> _WHAT TO WORK ON_: Emit a verbatim copy of the lines running from the line with "Study the photograph above. For every instance of the textured" through the end of the material below.

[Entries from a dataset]
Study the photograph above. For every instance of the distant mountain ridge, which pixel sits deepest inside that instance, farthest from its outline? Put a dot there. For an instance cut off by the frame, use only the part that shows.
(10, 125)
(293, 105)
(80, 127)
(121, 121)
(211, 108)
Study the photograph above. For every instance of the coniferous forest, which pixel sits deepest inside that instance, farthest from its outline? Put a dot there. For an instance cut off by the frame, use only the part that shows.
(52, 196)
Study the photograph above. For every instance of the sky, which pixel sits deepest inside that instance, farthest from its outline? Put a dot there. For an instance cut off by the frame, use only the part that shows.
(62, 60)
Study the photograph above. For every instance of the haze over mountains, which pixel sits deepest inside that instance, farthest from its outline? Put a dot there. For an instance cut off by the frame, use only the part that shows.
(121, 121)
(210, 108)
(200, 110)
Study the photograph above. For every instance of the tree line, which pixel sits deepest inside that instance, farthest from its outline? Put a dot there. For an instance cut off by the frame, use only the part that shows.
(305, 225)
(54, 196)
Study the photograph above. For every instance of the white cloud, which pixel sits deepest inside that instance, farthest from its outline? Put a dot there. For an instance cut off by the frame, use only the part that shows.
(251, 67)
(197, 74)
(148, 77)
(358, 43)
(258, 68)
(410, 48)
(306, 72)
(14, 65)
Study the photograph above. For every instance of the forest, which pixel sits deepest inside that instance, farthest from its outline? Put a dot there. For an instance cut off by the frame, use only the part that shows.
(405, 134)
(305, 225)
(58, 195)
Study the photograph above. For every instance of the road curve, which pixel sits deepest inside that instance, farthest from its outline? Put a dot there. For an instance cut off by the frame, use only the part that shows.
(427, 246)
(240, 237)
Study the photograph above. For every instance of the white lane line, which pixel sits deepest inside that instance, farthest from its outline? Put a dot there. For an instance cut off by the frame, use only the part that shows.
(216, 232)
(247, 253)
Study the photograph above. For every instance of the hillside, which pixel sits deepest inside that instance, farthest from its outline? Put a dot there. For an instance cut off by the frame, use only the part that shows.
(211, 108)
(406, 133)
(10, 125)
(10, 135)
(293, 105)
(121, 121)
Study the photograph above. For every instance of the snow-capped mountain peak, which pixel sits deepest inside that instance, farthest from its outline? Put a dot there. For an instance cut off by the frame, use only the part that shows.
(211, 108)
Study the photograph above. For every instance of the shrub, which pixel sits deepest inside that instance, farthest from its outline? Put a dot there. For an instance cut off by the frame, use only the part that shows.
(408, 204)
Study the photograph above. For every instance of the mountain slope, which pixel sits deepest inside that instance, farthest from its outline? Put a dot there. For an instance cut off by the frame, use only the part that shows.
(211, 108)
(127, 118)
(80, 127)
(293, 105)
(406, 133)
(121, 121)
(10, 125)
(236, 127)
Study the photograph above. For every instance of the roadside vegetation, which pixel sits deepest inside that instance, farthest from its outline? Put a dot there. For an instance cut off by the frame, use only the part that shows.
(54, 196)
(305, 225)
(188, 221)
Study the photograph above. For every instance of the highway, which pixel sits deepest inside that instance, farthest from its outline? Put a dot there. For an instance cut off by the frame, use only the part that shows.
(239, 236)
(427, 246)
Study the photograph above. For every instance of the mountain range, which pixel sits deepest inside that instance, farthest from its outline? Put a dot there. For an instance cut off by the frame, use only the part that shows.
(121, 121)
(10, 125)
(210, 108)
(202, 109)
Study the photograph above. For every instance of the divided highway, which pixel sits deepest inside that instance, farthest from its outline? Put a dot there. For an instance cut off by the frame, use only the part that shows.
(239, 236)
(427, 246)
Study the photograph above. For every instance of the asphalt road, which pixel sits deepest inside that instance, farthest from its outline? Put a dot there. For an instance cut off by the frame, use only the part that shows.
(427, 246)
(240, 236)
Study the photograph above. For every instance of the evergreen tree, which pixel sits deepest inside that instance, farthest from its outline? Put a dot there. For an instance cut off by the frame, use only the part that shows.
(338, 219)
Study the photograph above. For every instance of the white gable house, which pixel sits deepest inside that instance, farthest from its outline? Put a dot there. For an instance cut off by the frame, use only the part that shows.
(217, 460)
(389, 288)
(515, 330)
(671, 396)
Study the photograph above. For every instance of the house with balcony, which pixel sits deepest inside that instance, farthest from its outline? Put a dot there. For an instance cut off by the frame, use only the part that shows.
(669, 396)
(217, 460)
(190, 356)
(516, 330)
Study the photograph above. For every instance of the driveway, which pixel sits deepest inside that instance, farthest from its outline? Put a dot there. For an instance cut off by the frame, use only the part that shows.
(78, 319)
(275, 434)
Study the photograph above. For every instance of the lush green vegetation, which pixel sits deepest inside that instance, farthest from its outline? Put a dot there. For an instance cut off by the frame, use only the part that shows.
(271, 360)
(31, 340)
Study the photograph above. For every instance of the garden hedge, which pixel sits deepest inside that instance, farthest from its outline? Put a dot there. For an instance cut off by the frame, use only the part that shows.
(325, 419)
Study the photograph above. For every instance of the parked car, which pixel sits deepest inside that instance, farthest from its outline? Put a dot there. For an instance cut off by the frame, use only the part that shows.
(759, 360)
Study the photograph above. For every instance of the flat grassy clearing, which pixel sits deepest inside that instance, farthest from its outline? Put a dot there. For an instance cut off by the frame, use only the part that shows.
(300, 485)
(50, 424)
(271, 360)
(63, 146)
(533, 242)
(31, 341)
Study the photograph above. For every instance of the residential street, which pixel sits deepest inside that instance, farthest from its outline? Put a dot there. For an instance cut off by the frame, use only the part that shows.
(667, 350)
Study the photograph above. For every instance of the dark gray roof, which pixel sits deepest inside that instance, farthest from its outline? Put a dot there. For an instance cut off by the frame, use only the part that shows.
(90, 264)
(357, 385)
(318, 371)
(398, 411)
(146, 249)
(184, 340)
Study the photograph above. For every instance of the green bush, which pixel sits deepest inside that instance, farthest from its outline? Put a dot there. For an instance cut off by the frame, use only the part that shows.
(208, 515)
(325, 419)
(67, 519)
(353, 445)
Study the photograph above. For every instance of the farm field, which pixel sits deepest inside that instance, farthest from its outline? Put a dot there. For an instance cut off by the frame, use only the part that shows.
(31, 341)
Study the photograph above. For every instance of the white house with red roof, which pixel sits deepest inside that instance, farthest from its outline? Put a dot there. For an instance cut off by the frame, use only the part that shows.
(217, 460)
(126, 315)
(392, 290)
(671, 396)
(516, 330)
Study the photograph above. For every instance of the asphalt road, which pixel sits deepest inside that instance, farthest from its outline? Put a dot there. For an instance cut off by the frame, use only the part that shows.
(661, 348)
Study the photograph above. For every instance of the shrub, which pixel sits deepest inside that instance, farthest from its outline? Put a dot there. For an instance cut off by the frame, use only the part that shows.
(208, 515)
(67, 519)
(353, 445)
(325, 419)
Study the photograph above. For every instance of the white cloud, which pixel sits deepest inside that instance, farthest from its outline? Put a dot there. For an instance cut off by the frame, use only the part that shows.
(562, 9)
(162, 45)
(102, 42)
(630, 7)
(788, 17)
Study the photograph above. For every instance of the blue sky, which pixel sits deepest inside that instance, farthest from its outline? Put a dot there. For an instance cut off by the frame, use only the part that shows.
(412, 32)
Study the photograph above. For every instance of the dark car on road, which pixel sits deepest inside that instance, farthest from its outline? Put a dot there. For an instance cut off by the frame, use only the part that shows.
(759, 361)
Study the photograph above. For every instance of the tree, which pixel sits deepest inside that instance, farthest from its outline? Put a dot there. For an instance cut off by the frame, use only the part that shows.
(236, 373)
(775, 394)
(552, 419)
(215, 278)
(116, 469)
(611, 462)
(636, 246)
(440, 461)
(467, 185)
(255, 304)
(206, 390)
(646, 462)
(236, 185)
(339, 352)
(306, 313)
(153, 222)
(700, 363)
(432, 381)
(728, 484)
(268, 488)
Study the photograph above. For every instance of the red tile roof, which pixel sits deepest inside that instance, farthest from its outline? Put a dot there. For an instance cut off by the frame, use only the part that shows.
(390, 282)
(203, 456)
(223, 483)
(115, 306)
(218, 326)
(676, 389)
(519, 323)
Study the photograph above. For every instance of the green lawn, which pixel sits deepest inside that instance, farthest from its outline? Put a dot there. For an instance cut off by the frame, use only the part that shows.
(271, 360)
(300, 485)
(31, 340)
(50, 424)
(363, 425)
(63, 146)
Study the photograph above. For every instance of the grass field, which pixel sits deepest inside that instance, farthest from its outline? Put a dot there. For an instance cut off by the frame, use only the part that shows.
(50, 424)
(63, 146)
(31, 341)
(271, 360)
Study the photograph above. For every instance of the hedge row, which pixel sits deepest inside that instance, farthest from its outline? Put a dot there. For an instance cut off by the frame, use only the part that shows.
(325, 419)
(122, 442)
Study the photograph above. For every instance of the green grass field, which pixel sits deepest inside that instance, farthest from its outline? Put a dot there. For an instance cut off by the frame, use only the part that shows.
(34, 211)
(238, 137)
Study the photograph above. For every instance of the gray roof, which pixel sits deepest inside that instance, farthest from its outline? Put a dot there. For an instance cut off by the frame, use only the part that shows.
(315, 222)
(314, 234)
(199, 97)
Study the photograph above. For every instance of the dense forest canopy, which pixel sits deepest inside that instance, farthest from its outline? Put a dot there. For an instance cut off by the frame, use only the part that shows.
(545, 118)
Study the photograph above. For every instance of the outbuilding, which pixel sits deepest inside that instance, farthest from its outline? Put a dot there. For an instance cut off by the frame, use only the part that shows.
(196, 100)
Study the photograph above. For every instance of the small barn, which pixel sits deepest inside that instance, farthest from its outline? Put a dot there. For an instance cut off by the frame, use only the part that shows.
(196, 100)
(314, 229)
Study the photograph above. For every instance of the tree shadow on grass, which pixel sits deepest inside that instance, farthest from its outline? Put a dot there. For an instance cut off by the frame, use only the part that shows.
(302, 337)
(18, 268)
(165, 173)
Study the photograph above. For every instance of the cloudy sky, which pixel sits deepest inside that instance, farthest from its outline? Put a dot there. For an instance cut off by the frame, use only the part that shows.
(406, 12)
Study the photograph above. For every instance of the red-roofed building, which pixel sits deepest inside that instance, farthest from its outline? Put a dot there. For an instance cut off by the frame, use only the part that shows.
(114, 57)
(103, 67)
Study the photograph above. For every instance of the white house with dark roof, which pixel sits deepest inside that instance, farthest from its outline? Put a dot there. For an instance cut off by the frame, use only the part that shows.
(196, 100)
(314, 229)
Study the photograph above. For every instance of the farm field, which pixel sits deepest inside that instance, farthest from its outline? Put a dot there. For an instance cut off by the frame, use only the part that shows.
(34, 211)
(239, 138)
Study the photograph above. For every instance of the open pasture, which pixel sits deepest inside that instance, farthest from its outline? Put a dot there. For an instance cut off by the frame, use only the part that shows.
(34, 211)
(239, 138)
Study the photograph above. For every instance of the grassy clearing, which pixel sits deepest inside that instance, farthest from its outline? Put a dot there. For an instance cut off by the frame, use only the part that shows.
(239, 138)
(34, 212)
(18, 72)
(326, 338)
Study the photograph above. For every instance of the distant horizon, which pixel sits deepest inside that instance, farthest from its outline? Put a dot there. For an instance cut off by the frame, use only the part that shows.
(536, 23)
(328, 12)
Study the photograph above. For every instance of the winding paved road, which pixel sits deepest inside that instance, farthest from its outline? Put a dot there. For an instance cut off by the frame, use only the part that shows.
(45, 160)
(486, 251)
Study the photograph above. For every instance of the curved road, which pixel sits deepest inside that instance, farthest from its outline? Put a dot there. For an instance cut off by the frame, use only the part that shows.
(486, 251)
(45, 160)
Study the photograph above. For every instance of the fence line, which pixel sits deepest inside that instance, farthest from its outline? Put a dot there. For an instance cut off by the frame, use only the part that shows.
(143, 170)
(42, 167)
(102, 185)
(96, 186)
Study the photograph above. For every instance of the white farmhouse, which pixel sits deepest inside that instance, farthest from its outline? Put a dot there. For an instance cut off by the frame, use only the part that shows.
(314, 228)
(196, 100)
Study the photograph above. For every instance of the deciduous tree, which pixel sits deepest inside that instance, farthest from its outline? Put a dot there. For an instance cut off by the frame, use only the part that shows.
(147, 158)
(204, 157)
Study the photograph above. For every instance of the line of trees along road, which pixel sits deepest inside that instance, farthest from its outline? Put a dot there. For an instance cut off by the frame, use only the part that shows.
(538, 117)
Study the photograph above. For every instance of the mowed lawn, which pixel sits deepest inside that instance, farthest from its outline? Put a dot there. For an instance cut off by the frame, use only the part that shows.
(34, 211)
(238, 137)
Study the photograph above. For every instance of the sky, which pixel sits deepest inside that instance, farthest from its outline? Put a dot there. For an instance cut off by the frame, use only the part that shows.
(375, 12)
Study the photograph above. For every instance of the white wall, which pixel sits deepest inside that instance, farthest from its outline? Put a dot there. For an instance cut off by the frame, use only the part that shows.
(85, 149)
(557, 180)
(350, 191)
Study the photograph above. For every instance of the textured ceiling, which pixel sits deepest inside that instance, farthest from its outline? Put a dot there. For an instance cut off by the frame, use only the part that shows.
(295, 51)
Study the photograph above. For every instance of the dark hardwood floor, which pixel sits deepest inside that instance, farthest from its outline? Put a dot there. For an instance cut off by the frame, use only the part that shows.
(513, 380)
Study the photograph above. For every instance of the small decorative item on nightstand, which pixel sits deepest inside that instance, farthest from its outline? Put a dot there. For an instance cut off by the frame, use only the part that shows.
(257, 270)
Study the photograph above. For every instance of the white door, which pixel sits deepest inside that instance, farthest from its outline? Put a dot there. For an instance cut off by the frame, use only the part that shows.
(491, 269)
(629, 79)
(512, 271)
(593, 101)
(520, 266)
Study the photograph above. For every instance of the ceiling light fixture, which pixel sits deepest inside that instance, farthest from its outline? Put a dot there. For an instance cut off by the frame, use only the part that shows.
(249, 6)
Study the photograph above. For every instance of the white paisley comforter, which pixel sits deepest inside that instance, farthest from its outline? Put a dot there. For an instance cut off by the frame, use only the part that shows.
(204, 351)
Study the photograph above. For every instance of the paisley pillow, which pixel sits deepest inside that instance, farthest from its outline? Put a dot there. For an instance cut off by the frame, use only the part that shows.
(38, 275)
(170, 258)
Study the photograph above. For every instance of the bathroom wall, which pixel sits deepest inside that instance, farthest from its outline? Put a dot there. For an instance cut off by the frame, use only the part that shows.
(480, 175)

> _WRITTEN ANSWER_:
Study the photograph above. For every instance of the textured ceiling, which pixel sits deepest inside that instance, farthest from its outline? Put a dot there. For an instance cut off by the frame, use only the part that shows.
(295, 51)
Study the photograph above. For every instance of the dark hardwood floor, which pixel sits deepest inside that instance, farthest from its outline? Put a dot there. For an instance cut off by the frame, use only the part that shows.
(513, 380)
Study the photograph above. For every instance of the small decorative item on nightstand, which pixel sits deepest inside that instance, farthest from its outline? Put a dot there. For an instance cut off by the frame, use only the part that shows.
(257, 270)
Study the photograph above. For every instance of the white door, which pixel sits deepest inside that instance, farthest from its outline? Put a dot there. For an instance cut off by the frame, use only the part that shows.
(491, 269)
(629, 79)
(512, 271)
(593, 101)
(520, 266)
Study the photograph above. For every instance of the ceiling light fixture, which pixel sits deepest inside that instance, farthest from its outline? Put a dot there. For an instance cut off by the frame, use only the part that shows.
(249, 6)
Study the photograph above. For every instance of the white paisley comforter, which pixel sits deepest inside that instance, farthest from its outline? Put a dot there. For an instance cut off by the frame, use only the part that shows.
(204, 351)
Study the photograph above. For every instance of the paisley pillow, which pixel sits deepest inside that instance, farthest from its outline? Put a dot there. For an instance cut off by the frame, use only the part that shows.
(38, 275)
(170, 258)
Study the photograph above. For every instance of the bathroom wall, which pixel sits deepest inside that instance, farthest from its outline? Put a dot there. For an instance cut off by the frame, use only the part that shows.
(480, 175)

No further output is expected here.